▶ What you need to do: Can you lay out the rows from the one containing "Spot black football helmet in this frame." through the one containing "808 115 970 269", inclusive, as a numbered list without blank lines? Leave the pictures out.

▶ Records shown:
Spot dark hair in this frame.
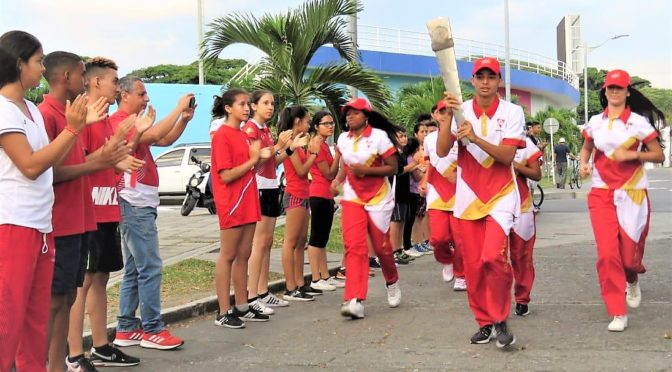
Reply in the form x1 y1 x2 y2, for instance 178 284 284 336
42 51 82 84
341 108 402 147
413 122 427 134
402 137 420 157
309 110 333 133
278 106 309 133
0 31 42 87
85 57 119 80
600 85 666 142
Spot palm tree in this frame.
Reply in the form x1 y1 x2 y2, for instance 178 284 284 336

...

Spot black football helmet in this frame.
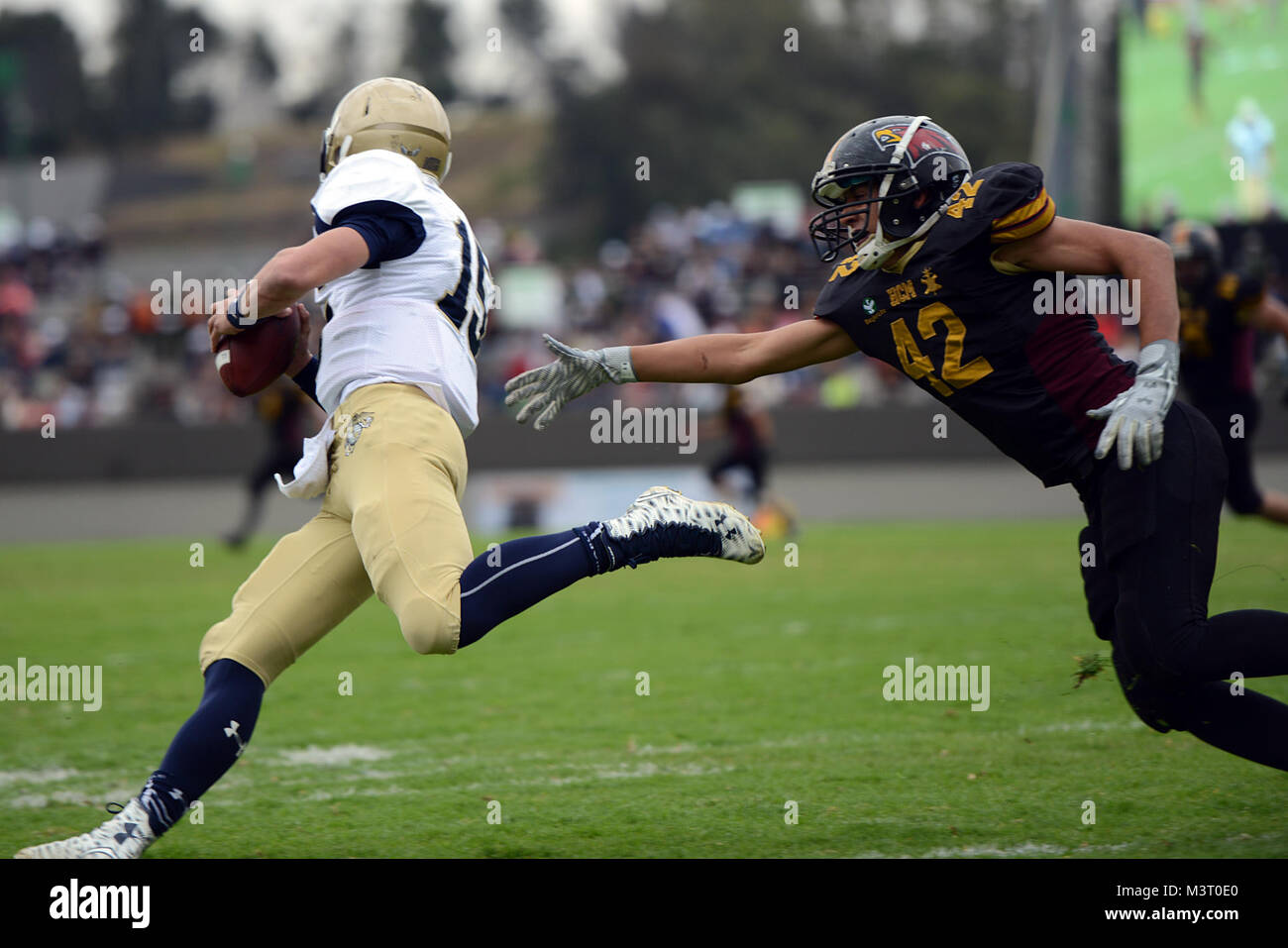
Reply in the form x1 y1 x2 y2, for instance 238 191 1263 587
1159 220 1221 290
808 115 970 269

▶ Exercise solution:
1. Spot black football helmet in this frame.
2. Reply in the form x1 y1 x2 y2, for instance 238 191 1263 587
3. 1159 220 1221 290
4. 808 115 970 269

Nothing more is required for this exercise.